Change "negative clicks" to "background clicks" wherever it appears in the entries below, and reproduce every line otherwise unchanged.

****************************************

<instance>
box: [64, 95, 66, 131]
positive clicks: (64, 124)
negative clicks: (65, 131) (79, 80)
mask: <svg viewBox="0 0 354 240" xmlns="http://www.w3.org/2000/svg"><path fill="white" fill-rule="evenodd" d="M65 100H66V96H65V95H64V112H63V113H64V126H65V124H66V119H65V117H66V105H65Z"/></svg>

****************************************

> [Answer space]:
<instance>
box: [64, 95, 66, 131]
positive clicks: (64, 124)
background clicks: (65, 131) (79, 80)
mask: <svg viewBox="0 0 354 240" xmlns="http://www.w3.org/2000/svg"><path fill="white" fill-rule="evenodd" d="M65 100H66V96H65V95H64V112H63V113H64V126H65V124H66V119H65V117H66V105H65Z"/></svg>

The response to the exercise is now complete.